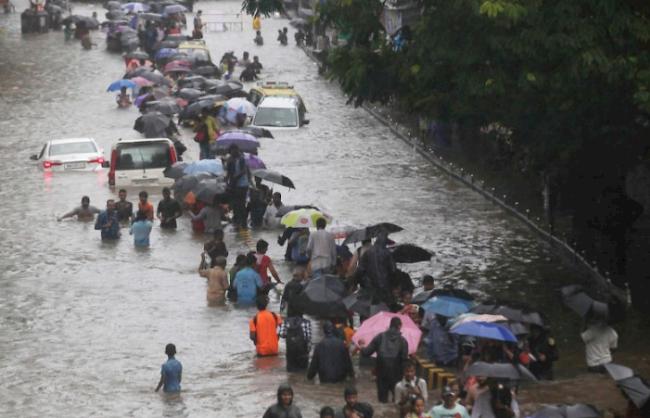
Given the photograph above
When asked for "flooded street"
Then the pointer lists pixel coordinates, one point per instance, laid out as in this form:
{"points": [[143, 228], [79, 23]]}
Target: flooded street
{"points": [[83, 324]]}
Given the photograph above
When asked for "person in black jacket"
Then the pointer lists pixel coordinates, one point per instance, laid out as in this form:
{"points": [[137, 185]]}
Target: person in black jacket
{"points": [[285, 407], [331, 359], [392, 353]]}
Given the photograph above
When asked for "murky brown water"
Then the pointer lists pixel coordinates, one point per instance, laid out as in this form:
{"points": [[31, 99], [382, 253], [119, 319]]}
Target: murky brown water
{"points": [[83, 324]]}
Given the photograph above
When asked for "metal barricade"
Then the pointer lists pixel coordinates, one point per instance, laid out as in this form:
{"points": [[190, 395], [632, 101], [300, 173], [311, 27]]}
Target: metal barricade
{"points": [[222, 22]]}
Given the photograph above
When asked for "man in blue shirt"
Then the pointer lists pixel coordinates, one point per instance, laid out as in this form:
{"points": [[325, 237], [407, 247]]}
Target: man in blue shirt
{"points": [[171, 372], [247, 281], [107, 222]]}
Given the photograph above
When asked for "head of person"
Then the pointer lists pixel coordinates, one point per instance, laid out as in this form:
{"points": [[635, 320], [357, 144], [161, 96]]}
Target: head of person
{"points": [[395, 323], [170, 350], [251, 260], [417, 405], [409, 370], [326, 412], [351, 396], [427, 282], [240, 261], [261, 302], [262, 246], [234, 150], [285, 395], [277, 199], [140, 216], [407, 297]]}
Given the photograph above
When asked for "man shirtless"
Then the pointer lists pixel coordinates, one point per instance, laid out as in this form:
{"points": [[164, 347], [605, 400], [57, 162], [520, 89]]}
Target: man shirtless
{"points": [[85, 212], [217, 279]]}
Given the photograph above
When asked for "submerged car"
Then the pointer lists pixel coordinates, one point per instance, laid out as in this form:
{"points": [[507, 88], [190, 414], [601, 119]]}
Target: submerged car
{"points": [[141, 162], [279, 113], [70, 154]]}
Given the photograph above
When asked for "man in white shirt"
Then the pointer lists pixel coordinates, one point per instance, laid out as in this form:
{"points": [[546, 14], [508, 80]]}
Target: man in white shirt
{"points": [[600, 339], [409, 387], [321, 249]]}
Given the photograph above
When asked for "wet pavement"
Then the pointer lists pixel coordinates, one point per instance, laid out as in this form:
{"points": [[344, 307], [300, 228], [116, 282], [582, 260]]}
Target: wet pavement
{"points": [[83, 324]]}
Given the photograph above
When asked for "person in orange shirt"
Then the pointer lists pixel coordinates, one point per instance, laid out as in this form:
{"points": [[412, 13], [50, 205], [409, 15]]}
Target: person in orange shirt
{"points": [[145, 206], [264, 329]]}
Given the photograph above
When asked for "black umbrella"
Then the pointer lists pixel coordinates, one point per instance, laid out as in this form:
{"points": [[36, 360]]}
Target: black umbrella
{"points": [[138, 55], [371, 232], [209, 189], [636, 389], [578, 410], [361, 303], [322, 297], [166, 106], [409, 253], [207, 71], [175, 171], [155, 17], [190, 93], [288, 208], [274, 177], [500, 371], [152, 125]]}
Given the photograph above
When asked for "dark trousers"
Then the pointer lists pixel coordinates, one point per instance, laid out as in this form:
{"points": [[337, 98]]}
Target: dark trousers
{"points": [[238, 204]]}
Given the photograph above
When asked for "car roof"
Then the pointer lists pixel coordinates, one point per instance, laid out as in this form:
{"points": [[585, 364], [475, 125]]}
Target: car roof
{"points": [[142, 141], [277, 101], [70, 140]]}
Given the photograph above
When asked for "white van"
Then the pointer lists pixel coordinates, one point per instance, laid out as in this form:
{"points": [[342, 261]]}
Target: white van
{"points": [[141, 162]]}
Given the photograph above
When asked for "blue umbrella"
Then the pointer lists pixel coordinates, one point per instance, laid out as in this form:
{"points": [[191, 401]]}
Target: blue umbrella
{"points": [[484, 330], [165, 53], [448, 306], [174, 8], [119, 84], [204, 166]]}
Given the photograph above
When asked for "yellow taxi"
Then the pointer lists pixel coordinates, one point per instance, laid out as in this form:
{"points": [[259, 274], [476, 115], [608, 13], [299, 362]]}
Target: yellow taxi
{"points": [[274, 89]]}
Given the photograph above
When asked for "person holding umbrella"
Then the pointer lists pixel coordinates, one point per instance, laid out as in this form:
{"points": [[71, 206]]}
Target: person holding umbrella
{"points": [[392, 352]]}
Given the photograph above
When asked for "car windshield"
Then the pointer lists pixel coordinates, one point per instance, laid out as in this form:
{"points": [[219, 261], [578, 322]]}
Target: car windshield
{"points": [[142, 155], [276, 116], [84, 147]]}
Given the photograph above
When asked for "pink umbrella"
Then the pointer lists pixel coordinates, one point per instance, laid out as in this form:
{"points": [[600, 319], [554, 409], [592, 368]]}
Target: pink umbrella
{"points": [[142, 82], [379, 323]]}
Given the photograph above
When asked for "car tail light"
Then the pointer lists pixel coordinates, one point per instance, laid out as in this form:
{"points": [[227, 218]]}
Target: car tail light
{"points": [[50, 164], [111, 172]]}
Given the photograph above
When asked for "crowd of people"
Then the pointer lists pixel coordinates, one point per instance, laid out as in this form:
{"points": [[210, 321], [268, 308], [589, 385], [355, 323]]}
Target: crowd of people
{"points": [[370, 270]]}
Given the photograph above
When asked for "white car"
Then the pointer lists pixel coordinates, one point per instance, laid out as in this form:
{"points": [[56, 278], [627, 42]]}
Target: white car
{"points": [[70, 154], [275, 112], [141, 162]]}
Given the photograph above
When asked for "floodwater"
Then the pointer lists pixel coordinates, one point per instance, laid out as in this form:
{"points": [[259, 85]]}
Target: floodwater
{"points": [[83, 324]]}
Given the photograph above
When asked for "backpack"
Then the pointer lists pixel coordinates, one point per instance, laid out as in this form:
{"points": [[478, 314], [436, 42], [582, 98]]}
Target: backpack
{"points": [[296, 337]]}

WHAT IS REQUIRED: Quote all the lines above exactly as given. Do not include the pictures.

TASK RESPONSE:
Given the photograph above
When asked for "flooded street"
Then the pointer lists pixel coordinates, one point per instance, laid out as in this form:
{"points": [[143, 228], [79, 23]]}
Target: flooded street
{"points": [[83, 324]]}
Given the photograph above
When asked for "person in black jacket"
Then the pointer lists pixel coordinates, one point per instance, laid out as in this form:
{"points": [[137, 185]]}
Target: person in black jacket
{"points": [[285, 407], [331, 359], [392, 353]]}
Given the photograph above
When asked for "murky brown water"
Then the pointer lists pixel coordinates, one point per instance, laid out as in this form:
{"points": [[31, 99], [382, 253], [119, 319]]}
Target: murky brown water
{"points": [[83, 324]]}
Given the photograph above
When asked for "metal barricade"
Then the pointer lists pixel coordinates, one point per instance, laid out as in this form:
{"points": [[190, 395], [632, 101], [300, 173], [311, 27]]}
Target: metal barricade
{"points": [[222, 22]]}
Given the photograph above
When asked for "man in blue shirt"
Then the pointer lists pixel coordinates, one point per instance, laid out as in this form:
{"points": [[325, 237], [407, 247]]}
Target: man in blue shirt
{"points": [[171, 372], [247, 281], [107, 222]]}
Given the photograph above
When asked for "head of person"
Then the pointer lists pixel coordinates, one point per instance, laid out as in this form:
{"points": [[635, 320], [357, 144], [161, 96]]}
Target: head of person
{"points": [[395, 323], [170, 350], [251, 260], [417, 405], [409, 370], [326, 412], [351, 396], [427, 282], [240, 261], [261, 302], [262, 246], [234, 150], [285, 395], [277, 199], [140, 216], [407, 297]]}
Given the photograph above
When asked for "man shirtless"
Then the pointer lists pixel coordinates, one point per instance, laid out as in this form:
{"points": [[164, 347], [605, 400], [57, 162], [520, 89]]}
Target: man shirtless
{"points": [[85, 212], [217, 279]]}
Given the photograph above
When asked for "submerged car"
Then the pointer lists pixel coordinates, one point per instance, laid out as in this form:
{"points": [[507, 88], [190, 414], [601, 119]]}
Target: submerged car
{"points": [[141, 162], [279, 113], [70, 154]]}
Given the photograph above
When asked for "man in white shirt"
Then the pointer lists pixel coordinates, one point per instance, laid out as in this form:
{"points": [[546, 14], [508, 80]]}
Target: man in white shirt
{"points": [[600, 339], [409, 387], [321, 249]]}
Given the photograph above
When asked for "wet pavement"
Then the pointer lists pixel coordinates, one point per instance, laid out as in this form:
{"points": [[344, 307], [300, 228], [116, 282], [582, 260]]}
Target: wet pavement
{"points": [[83, 324]]}
Given the photograph above
When asked for "person in orange shirt"
Then the pointer lists pixel coordinates, one point per instance, laid out as in this form:
{"points": [[412, 13], [50, 205], [409, 15]]}
Target: person in orange shirt
{"points": [[145, 206], [264, 329]]}
Given the photograph above
When asked for "black umbrella"
Then the pointer lists pixel coordinates, one point per instance, laid out as in this form:
{"points": [[36, 360]]}
Target: black umbrella
{"points": [[138, 55], [371, 232], [209, 189], [636, 389], [578, 410], [361, 303], [322, 297], [166, 106], [409, 253], [207, 71], [175, 171], [155, 17], [190, 93], [288, 208], [274, 177], [500, 371], [152, 125]]}
Given the photograph above
When asked for "dark trousers"
Then the pointer lists pixel coordinates, one point per instance, laid out as in this form:
{"points": [[337, 98]]}
Target: dark trousers
{"points": [[238, 204]]}
Given the photograph above
When asked for "car roof"
Then the pointer lists pixel coordinates, one point per instance, laid out as in this form:
{"points": [[585, 364], [475, 125]]}
Target: car roof
{"points": [[142, 141], [277, 101], [70, 140]]}
Given the photograph above
When asked for "white van"
Then the pointer lists pixel coordinates, one point per instance, laid out as in this form:
{"points": [[342, 261]]}
Target: white van
{"points": [[141, 162]]}
Given the photograph above
When asked for "blue umbrella"
Then the pointer lists pixel coordinates, one point per instance, laid out as in this form:
{"points": [[191, 401]]}
Target: blue umbrella
{"points": [[484, 330], [165, 53], [448, 306], [174, 8], [119, 84], [204, 166]]}
Given the photograph above
When asked for "yellow taxi"
Then the pointer lists pixel coordinates, one point per instance, laid out as in this form:
{"points": [[259, 274], [476, 115], [608, 13], [299, 362]]}
Target: yellow taxi
{"points": [[274, 89]]}
Given the photograph above
When asked for "person holding umbrella"
Then the pointer lists pixel coordinates, one point per instance, laid out as in this form:
{"points": [[71, 206]]}
Target: person holding umbrella
{"points": [[392, 352]]}
Given the photograph above
When asked for "car windshield"
Then the pointer lists pixel coordinates, one point per instance, laid out as in this form:
{"points": [[219, 261], [578, 322]]}
Target: car windshield
{"points": [[142, 155], [276, 116], [84, 147]]}
Given the photograph above
When asked for "pink umbrella"
Then the pointer lists pixel coordinates, one point per instance, laid out as in this form:
{"points": [[600, 319], [554, 409], [592, 368]]}
Target: pink umbrella
{"points": [[142, 82], [379, 323]]}
Given the photograph above
When asked for "car tail light"
Then the pointer lists pixel coordinates, one point per instance, laid out as in this form:
{"points": [[227, 218]]}
Target: car tail light
{"points": [[50, 164], [111, 172]]}
Given the photograph above
When asked for "crowd of people"
Then the pointer lists pixel coordinates, one point per instance, laid out as in this form:
{"points": [[210, 321], [268, 308], [589, 385], [355, 323]]}
Target: crowd of people
{"points": [[370, 270]]}
Given the photograph above
When asked for "white car"
Then the pointer lists pixel coordinates, one point per instance, laid out as in this form:
{"points": [[56, 278], [627, 42]]}
Target: white car
{"points": [[70, 154], [275, 112], [141, 162]]}
Given the photograph above
When asked for "floodwater"
Then the pointer lists pixel coordinates, one point per instance, laid out as in this form:
{"points": [[259, 85]]}
Target: floodwater
{"points": [[83, 324]]}
Given the photograph above
When asked for "backpack"
Then the pointer lists pixel coordinates, one point per instance, laid out as in this form:
{"points": [[478, 314], [436, 42], [582, 98]]}
Target: backpack
{"points": [[296, 337]]}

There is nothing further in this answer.